■ Cosa farai
Queste affermazioni concordano con il brano di partenza? 1. La casa editrice è diretta da un'insegnante. 2. Secondo la direttrice, nella costruzione di un testo conta soprattutto "mettere". 3. Il libro che la direttrice ha amato di più da lettrice è "Le città invisibili". Per ciascuna rispondi sì o no e cita alla lettera le parole decisive del brano.

■ Brano di partenza
++++

Tra gli altri, ha pubblicato nel corso degli anni autori che a vario titolo ho avuto il piacere di conoscere personalmente: Santa Franco, Ignazio Maiorana, Francesca Cicero e Santo Atanasio.
È diretta da Arianna Attinasi, insegnante, che ha risposto alle domande.
Qual è lo spirito che caratterizza il suo essere editore?
Lo spirito della curiosità e della scoperta, la convinzione che il miglior modo per conoscere se stessi è quello di sapere ascoltare le voci che arrivano dall’esterno. La consapevolezza dell’incompletezza e della finitezza della nostra effimera esistenza. Edizioni Arianna è un contenitore culturale, una rete di relazioni tra idee, parole e persone che credono nel sommovimento culturale della nostra isola che spazzi via la vecchia mentalità dell’immobilismo e dell’isolamento. Abbiamo una forte caratterizzazione territoriale e siciliana e crediamo molto nel valore di tutte le identità dei luoghi e dei soggetti di tutto il mondo che devono essere vissute sempre come diversità e non come separazione.
Quale peculiarità deve avere un testo per poter essere pubblicato?
Per me la scrittura è come un’affascinante scultura. In tal senso, nella costruzione di un testo ciò che conta non è “mettere” ma “togliere”, svelare quindi. La grandezza dell’emozione sta proprio nella grandezza dello svelamento. In anni di rumori assordanti e di “ultime parole” da slogan di social network, l’umanamente essenziale non può che essere depositato nel rumore silenzioso delle parole che prima che proclami penso debbano essere scrigni di dubbio e interrogativi. Poi, le storie e i contenuti possono ripetersi, come un continuo andare e tornare, un ritmo incessante di andirivieni che storicamente ha costruito il nostro essere umani, ma la forma deve essere attraente e contraddistinguere uno stile personale, incisivo e caratterizzante.
Qual è il libro che ha amato di più da lettrice e quale le ha dato maggiori soddisfazioni da editore?
“Il Piccolo Principe”. Ne ho una copia tutta super evidenziata, dai tempi del Liceo, poi dell’Università, ogni volta trovo qualcosa di nuovo. Poi ho una lista di preferiti: “Marmo” di Silvia Bre, “Storia di una lumaca che scoprì l’importanza della lentezza” di Luis Sepùlveda, “Preghiera per Cernobyl” di Svetlana Aleksievič, “Le città invisibili” di Italo Calvino, “Il Gattopardo” di Tomasi Lampedusa.

++++

■ Materiale estratto
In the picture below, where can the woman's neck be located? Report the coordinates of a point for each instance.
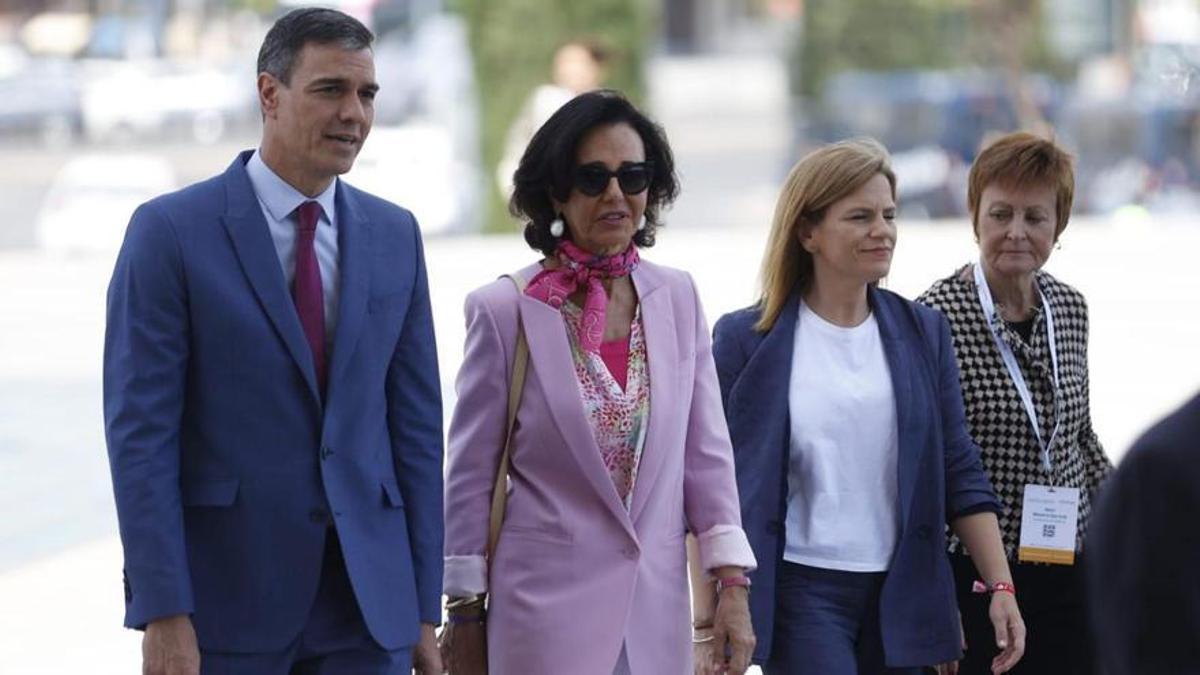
(839, 302)
(1015, 296)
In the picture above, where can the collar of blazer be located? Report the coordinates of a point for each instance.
(550, 354)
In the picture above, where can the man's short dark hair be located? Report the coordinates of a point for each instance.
(306, 25)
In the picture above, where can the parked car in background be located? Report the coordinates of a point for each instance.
(933, 121)
(39, 97)
(423, 151)
(91, 198)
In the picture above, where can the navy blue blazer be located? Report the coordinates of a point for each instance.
(940, 471)
(228, 465)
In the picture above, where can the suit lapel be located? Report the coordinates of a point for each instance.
(898, 351)
(261, 264)
(663, 358)
(550, 357)
(354, 236)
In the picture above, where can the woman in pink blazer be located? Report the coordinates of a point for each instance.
(619, 447)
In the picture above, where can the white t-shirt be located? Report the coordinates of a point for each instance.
(843, 505)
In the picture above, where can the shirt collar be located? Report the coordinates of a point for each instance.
(280, 198)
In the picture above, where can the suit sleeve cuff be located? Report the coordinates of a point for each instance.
(465, 575)
(725, 545)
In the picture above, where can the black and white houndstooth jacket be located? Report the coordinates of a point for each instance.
(995, 416)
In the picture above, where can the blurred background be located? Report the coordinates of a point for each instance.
(105, 103)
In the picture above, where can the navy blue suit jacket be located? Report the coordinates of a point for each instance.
(227, 463)
(940, 472)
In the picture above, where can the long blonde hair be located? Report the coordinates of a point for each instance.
(815, 183)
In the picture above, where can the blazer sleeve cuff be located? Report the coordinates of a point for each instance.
(465, 575)
(724, 545)
(971, 505)
(147, 605)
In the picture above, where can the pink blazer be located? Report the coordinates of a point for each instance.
(575, 574)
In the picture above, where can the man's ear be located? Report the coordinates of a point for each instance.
(269, 94)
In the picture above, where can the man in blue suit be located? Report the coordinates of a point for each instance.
(271, 396)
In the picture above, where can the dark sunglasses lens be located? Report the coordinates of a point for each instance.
(633, 179)
(592, 180)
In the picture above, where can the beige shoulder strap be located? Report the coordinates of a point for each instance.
(516, 384)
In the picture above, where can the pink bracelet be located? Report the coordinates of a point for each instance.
(999, 586)
(731, 581)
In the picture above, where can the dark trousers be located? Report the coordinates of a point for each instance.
(827, 622)
(335, 640)
(1051, 601)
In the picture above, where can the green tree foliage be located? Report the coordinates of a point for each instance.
(514, 41)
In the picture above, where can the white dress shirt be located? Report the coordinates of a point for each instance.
(843, 485)
(279, 202)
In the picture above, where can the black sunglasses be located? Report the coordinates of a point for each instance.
(631, 177)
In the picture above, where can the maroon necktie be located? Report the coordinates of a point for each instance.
(306, 288)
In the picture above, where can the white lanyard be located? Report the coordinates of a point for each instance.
(1014, 370)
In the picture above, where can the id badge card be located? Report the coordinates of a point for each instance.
(1049, 521)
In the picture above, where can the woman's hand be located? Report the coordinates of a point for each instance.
(732, 628)
(465, 647)
(703, 652)
(1006, 619)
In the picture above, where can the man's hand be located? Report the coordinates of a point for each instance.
(168, 647)
(426, 656)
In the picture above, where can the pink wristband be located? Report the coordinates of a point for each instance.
(731, 581)
(999, 586)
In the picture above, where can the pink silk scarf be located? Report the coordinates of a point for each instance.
(580, 268)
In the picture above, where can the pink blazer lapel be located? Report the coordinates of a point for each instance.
(659, 326)
(550, 357)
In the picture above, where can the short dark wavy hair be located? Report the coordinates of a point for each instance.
(318, 25)
(547, 167)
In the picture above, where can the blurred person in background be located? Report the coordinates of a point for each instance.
(1020, 338)
(852, 453)
(579, 66)
(1144, 554)
(271, 396)
(619, 446)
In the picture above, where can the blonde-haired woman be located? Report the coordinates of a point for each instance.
(851, 449)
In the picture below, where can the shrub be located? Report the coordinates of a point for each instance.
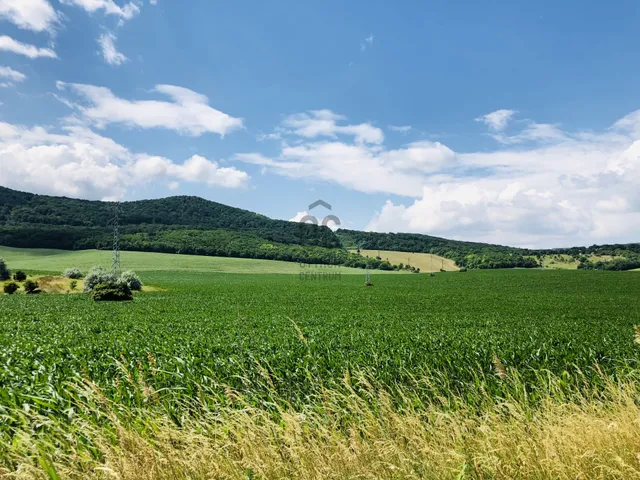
(111, 292)
(132, 280)
(5, 274)
(19, 276)
(96, 276)
(73, 273)
(31, 287)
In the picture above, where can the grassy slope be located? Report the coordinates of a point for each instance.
(45, 260)
(566, 262)
(424, 261)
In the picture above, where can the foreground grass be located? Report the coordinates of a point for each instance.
(358, 430)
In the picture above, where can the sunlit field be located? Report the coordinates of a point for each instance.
(484, 374)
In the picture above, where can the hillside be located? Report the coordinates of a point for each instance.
(192, 225)
(55, 261)
(426, 262)
(89, 218)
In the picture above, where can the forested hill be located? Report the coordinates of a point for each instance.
(193, 225)
(19, 209)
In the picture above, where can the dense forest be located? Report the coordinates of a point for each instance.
(197, 226)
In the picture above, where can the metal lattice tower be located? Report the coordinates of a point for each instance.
(367, 271)
(115, 266)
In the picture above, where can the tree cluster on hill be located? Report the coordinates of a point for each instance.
(617, 264)
(194, 225)
(24, 209)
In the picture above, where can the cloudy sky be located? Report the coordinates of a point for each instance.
(507, 122)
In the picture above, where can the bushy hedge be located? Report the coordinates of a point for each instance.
(10, 288)
(132, 280)
(73, 273)
(96, 276)
(111, 292)
(19, 276)
(31, 286)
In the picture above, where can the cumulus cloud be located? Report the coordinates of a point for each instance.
(109, 51)
(497, 120)
(11, 74)
(35, 15)
(109, 7)
(189, 113)
(323, 123)
(81, 163)
(8, 44)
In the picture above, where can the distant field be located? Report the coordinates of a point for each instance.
(426, 262)
(566, 262)
(44, 260)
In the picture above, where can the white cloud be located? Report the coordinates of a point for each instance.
(189, 113)
(357, 167)
(299, 216)
(497, 120)
(36, 15)
(127, 12)
(404, 129)
(109, 51)
(11, 74)
(534, 132)
(543, 187)
(261, 137)
(368, 43)
(323, 123)
(8, 44)
(81, 163)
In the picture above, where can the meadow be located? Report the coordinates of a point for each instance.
(270, 376)
(426, 262)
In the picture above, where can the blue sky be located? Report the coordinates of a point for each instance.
(505, 122)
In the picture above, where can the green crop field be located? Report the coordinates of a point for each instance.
(208, 345)
(214, 328)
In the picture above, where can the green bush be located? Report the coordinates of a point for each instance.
(5, 274)
(132, 280)
(31, 286)
(19, 276)
(96, 276)
(74, 273)
(111, 292)
(10, 288)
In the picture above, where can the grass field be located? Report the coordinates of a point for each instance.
(45, 260)
(486, 374)
(426, 262)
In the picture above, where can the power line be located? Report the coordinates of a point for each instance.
(115, 265)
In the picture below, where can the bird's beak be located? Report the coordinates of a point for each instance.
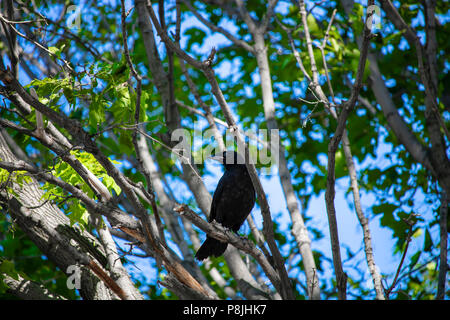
(218, 158)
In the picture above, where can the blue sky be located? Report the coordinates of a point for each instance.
(350, 232)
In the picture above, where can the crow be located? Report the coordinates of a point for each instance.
(232, 202)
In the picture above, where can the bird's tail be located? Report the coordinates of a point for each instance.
(211, 247)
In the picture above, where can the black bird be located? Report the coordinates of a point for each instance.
(232, 202)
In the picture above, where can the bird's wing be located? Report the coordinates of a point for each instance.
(216, 198)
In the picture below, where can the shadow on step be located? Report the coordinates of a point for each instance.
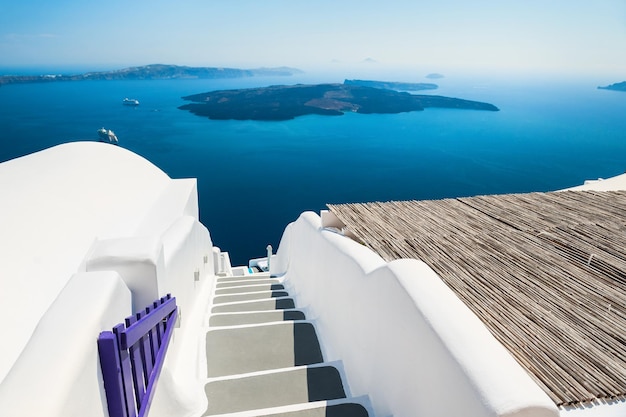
(219, 299)
(240, 350)
(263, 305)
(277, 389)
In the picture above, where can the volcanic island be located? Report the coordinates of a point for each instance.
(286, 102)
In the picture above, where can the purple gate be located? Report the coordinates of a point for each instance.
(131, 357)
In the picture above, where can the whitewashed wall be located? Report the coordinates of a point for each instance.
(86, 245)
(405, 339)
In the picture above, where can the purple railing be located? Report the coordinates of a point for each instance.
(131, 357)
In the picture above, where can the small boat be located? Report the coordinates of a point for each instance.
(107, 135)
(130, 102)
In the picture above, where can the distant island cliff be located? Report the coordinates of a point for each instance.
(615, 87)
(393, 85)
(287, 102)
(152, 72)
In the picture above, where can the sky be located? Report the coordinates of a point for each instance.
(505, 36)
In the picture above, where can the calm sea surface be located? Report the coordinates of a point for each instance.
(256, 177)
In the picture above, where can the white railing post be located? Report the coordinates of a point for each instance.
(269, 256)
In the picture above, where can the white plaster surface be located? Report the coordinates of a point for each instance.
(609, 184)
(58, 373)
(53, 205)
(405, 339)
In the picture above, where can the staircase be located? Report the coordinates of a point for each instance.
(264, 358)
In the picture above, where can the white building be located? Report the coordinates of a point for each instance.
(91, 233)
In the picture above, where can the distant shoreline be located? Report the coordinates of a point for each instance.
(615, 87)
(286, 102)
(152, 72)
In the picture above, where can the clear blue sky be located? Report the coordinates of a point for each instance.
(573, 36)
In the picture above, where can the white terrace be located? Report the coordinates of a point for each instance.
(92, 233)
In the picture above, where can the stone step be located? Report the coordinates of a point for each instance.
(345, 407)
(254, 317)
(243, 349)
(249, 289)
(220, 299)
(243, 278)
(242, 282)
(260, 305)
(274, 389)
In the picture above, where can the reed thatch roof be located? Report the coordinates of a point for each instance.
(546, 272)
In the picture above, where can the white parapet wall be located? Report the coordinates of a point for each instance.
(58, 373)
(92, 233)
(404, 337)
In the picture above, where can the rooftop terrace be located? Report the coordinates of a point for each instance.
(545, 272)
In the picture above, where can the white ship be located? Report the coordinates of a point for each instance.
(130, 102)
(107, 135)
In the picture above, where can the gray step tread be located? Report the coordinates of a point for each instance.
(249, 288)
(275, 389)
(257, 305)
(347, 409)
(257, 317)
(220, 299)
(239, 283)
(232, 351)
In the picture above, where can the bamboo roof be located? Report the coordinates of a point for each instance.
(545, 272)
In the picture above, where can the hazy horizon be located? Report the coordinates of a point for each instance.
(572, 38)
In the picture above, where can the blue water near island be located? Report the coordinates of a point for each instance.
(255, 177)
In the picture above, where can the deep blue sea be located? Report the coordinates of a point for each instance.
(256, 177)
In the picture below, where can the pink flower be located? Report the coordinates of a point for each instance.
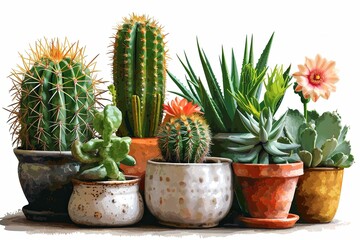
(316, 78)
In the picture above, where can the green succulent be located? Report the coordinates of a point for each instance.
(239, 89)
(322, 139)
(263, 143)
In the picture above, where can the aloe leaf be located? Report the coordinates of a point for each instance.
(327, 126)
(306, 157)
(294, 119)
(317, 154)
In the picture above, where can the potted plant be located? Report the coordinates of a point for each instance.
(267, 171)
(139, 74)
(54, 92)
(103, 195)
(324, 149)
(185, 188)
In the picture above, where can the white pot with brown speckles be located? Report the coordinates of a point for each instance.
(106, 203)
(193, 195)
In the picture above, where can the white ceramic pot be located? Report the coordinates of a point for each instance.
(106, 203)
(192, 195)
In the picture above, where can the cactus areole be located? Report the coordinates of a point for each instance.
(55, 93)
(139, 72)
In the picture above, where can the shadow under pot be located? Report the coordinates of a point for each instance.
(45, 178)
(106, 203)
(189, 195)
(318, 194)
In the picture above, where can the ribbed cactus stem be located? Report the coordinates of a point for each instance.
(139, 75)
(56, 94)
(184, 139)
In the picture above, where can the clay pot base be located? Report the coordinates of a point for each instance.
(268, 223)
(182, 225)
(45, 216)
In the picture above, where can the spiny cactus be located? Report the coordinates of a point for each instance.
(139, 72)
(101, 157)
(263, 143)
(55, 92)
(184, 136)
(323, 139)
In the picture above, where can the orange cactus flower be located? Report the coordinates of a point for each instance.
(178, 108)
(316, 78)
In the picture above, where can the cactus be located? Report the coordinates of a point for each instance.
(55, 93)
(139, 71)
(322, 139)
(184, 136)
(263, 143)
(101, 157)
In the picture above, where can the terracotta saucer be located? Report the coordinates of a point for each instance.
(268, 223)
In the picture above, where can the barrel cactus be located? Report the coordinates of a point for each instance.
(264, 143)
(322, 139)
(101, 157)
(184, 136)
(55, 92)
(139, 72)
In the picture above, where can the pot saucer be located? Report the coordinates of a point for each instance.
(44, 216)
(268, 222)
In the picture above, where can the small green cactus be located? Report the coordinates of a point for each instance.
(322, 139)
(184, 137)
(139, 71)
(55, 93)
(101, 157)
(263, 143)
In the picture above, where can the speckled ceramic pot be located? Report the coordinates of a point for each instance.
(106, 203)
(189, 195)
(45, 178)
(318, 194)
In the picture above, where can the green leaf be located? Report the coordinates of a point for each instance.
(327, 126)
(292, 123)
(306, 157)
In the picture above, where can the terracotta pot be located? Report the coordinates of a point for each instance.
(268, 189)
(106, 203)
(189, 195)
(142, 149)
(318, 193)
(45, 178)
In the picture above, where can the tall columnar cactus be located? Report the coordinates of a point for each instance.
(139, 72)
(55, 93)
(322, 139)
(184, 136)
(101, 157)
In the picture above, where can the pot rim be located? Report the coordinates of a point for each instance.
(223, 161)
(268, 170)
(42, 153)
(130, 180)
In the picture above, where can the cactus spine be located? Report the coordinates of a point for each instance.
(139, 72)
(55, 93)
(184, 136)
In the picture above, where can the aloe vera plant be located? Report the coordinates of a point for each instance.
(322, 139)
(241, 89)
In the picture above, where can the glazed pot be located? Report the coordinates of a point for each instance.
(268, 189)
(318, 193)
(106, 203)
(189, 195)
(45, 178)
(142, 149)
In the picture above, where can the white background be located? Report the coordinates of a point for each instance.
(302, 28)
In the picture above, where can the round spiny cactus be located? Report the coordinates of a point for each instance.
(184, 136)
(55, 92)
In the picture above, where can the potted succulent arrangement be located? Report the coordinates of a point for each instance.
(54, 92)
(186, 188)
(139, 74)
(103, 195)
(324, 149)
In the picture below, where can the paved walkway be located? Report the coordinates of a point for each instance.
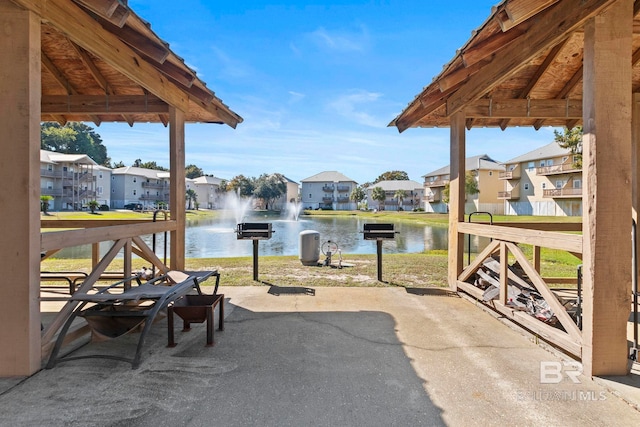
(325, 357)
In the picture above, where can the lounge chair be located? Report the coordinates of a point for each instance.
(116, 311)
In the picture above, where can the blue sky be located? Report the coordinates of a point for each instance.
(316, 83)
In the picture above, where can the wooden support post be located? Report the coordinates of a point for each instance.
(504, 273)
(536, 258)
(456, 198)
(20, 196)
(607, 110)
(177, 187)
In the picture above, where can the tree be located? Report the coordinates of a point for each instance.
(241, 185)
(192, 171)
(400, 196)
(378, 194)
(358, 195)
(270, 187)
(572, 140)
(44, 203)
(470, 187)
(392, 176)
(191, 196)
(73, 138)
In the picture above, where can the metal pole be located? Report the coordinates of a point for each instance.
(379, 247)
(255, 260)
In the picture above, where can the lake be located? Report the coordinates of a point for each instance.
(216, 238)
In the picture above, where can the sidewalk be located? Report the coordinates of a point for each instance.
(329, 356)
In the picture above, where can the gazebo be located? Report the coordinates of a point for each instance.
(541, 63)
(92, 61)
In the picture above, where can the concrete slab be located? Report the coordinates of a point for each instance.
(325, 356)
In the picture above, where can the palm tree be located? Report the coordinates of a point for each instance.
(379, 196)
(400, 195)
(191, 197)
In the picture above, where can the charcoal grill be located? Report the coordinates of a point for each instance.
(379, 233)
(254, 231)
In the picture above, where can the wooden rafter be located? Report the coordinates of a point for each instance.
(64, 83)
(551, 56)
(559, 21)
(112, 10)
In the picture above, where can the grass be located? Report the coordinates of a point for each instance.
(406, 270)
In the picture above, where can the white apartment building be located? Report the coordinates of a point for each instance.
(207, 190)
(68, 178)
(148, 187)
(413, 190)
(327, 190)
(485, 170)
(545, 181)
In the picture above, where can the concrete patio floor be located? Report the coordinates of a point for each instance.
(325, 356)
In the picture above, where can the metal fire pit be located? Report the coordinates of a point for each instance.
(255, 231)
(379, 233)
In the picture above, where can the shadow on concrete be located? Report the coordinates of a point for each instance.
(267, 369)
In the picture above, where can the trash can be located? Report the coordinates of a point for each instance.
(309, 247)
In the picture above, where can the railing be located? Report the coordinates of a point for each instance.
(509, 195)
(154, 185)
(557, 169)
(436, 183)
(562, 192)
(512, 174)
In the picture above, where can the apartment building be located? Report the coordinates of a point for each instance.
(68, 178)
(328, 190)
(413, 195)
(207, 190)
(486, 172)
(147, 187)
(292, 195)
(545, 181)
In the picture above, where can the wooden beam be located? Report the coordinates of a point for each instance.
(517, 11)
(456, 196)
(556, 23)
(177, 188)
(90, 35)
(547, 239)
(103, 104)
(20, 87)
(112, 10)
(70, 238)
(607, 197)
(525, 108)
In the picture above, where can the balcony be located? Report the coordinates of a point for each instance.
(512, 174)
(509, 195)
(557, 169)
(154, 185)
(436, 183)
(433, 198)
(559, 193)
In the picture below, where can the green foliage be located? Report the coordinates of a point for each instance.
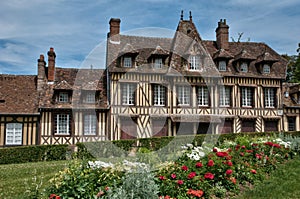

++++

■ Risultato corretto
1. Sì: «È diretta da Arianna Attinasi, insegnante»
2. No: «ciò che conta non è “mettere” ma “togliere”»
3. No: «“Il Piccolo Principe”.»